Dear Dr.L- your real questions answered thoroughly by your devoted Sex & Relationship Counselor Dr.Limor.
All questioners should be addressed to 

Doctorlimor@gmail.com

 

 

Dear Dr.L,
My name is Yuri. I have a beautiful partner for 5 years now that I am about to marry. I love her very much and we are very excited about our future together. What I am concerned about is my ongoing need to 'check out' other women and to fantasize about certain ladies I come across. My partner is very gentle and demure and so she never confronts me about it ,but I am well aware that she is uncomfortable with it and possibly hurt.
I am also concerned that once we get married, I will have an even mightier need to be unfaithful and pursue other women.
I often cogitate about the source of it, I mean I love her dearly and she is exquisitely beautiful in my eyes, so why do I have this need? Is there something wrong with me? Is there anything I can do to calm and curb this need and thus avoiding any possible future anguish? Please help me.

→ **Your tasks**
A) Translate this sentence from the advice letter into Spanish: "I love her very much and we are very excited about our future together."
B) Print the passage of the advice letter from "I am also concerned" to "Please help me.", word for word.

→ **Data rows**
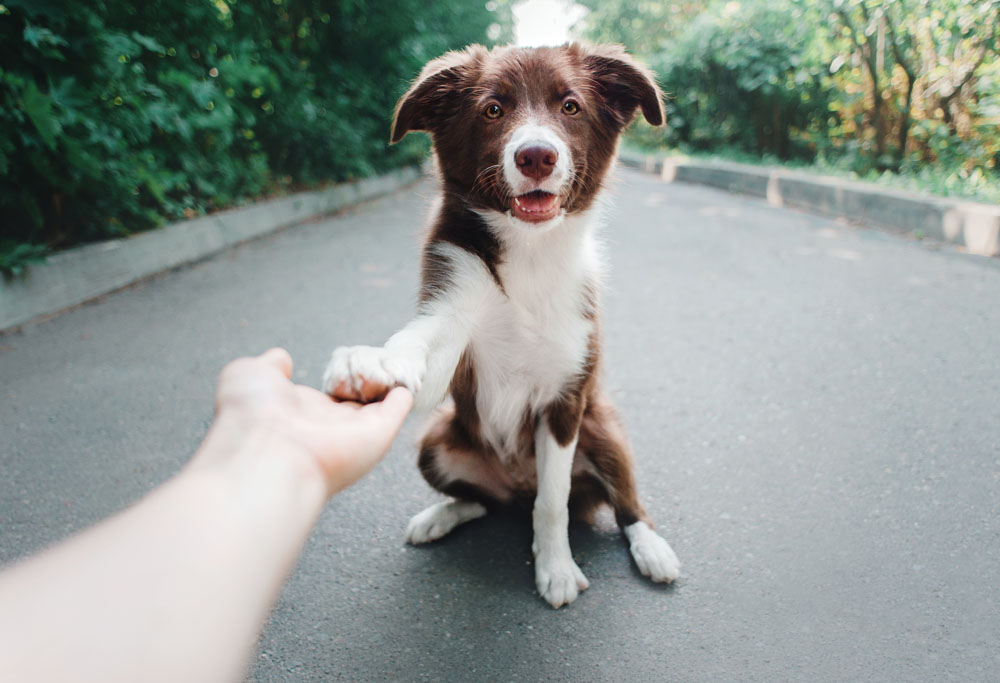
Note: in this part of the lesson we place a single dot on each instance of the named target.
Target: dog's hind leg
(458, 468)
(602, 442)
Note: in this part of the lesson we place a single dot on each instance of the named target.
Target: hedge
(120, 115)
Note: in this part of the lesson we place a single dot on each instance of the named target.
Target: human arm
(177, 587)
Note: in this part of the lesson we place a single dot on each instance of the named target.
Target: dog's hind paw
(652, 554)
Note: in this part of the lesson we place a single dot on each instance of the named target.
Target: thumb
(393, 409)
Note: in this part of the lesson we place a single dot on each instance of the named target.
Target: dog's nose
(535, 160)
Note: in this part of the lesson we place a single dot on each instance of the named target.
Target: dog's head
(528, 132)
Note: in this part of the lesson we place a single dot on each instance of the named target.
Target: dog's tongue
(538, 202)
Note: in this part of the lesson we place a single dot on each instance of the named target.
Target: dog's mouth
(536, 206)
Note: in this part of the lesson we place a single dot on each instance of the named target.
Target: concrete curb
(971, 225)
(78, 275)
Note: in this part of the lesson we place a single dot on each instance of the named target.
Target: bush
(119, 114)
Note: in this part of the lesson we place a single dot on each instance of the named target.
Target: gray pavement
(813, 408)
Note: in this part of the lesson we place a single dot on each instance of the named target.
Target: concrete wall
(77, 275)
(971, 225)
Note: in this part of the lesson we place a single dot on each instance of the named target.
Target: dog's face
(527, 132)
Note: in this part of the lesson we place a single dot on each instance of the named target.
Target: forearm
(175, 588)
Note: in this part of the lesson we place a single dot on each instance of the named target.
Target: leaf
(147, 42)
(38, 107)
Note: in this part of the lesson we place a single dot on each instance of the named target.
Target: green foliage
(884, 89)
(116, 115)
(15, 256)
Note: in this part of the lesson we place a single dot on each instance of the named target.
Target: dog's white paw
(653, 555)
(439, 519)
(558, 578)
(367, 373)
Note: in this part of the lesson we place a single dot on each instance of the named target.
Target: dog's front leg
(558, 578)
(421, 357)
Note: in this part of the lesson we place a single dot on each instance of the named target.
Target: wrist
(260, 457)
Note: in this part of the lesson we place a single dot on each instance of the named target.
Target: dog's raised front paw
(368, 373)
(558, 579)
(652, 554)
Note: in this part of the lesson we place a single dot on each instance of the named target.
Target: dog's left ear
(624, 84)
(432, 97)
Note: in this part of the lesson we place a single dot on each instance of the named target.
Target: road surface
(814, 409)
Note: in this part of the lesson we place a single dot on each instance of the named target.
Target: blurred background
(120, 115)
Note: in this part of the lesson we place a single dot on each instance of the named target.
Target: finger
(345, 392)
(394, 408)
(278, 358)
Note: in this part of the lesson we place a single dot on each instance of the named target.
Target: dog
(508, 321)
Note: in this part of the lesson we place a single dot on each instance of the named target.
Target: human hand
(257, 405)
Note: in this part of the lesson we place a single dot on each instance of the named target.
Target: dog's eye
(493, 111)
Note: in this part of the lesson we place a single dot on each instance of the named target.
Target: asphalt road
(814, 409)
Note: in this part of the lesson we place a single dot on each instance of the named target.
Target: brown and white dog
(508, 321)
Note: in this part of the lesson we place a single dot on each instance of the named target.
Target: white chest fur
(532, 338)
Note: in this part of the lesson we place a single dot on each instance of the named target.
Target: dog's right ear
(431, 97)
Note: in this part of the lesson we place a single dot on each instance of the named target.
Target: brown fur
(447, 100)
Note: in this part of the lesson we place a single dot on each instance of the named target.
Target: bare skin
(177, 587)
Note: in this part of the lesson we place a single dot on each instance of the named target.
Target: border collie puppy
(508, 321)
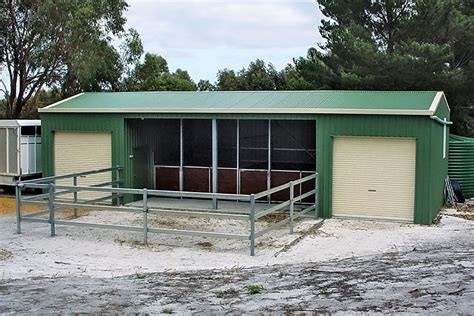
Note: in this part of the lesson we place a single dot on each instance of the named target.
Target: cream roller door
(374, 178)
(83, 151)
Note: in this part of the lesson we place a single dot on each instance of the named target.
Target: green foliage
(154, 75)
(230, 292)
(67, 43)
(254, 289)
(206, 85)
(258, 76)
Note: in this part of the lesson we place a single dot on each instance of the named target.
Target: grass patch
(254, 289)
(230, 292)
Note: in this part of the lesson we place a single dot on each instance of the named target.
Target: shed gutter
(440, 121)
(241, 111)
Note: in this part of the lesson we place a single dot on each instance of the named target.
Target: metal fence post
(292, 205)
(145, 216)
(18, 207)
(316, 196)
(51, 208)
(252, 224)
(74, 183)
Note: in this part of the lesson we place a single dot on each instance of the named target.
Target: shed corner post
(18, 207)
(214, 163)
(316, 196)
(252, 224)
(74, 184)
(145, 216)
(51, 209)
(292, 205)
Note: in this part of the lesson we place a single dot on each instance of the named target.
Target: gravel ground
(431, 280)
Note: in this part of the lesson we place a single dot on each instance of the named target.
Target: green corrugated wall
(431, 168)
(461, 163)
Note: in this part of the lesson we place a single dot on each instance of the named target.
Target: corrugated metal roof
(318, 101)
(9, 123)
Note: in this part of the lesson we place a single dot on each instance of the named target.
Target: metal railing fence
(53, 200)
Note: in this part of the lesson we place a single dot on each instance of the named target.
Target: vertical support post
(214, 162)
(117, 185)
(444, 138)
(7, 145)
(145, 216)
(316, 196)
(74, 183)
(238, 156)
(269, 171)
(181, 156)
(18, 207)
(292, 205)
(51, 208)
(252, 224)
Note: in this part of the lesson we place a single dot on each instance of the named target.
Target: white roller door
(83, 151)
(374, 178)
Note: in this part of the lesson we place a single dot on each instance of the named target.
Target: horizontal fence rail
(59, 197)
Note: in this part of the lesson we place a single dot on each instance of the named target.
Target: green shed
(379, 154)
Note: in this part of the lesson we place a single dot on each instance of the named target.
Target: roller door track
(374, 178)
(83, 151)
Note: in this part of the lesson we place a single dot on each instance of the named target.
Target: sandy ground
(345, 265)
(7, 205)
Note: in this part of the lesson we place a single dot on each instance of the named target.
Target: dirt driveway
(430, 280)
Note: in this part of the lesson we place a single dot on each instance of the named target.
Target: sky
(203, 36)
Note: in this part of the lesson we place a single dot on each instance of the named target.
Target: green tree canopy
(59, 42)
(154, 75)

→ **Answers to the problems**
A) La amo mucho y estamos muy entusiasmados con nuestro futuro juntos.

B)
I am also concerned that once we get married, I will have an even mightier need to be unfaithful and pursue other women.
I often cogitate about the source of it, I mean I love her dearly and she is exquisitely beautiful in my eyes, so why do I have this need? Is there something wrong with me? Is there anything I can do to calm and curb this need and thus avoiding any possible future anguish? Please help me.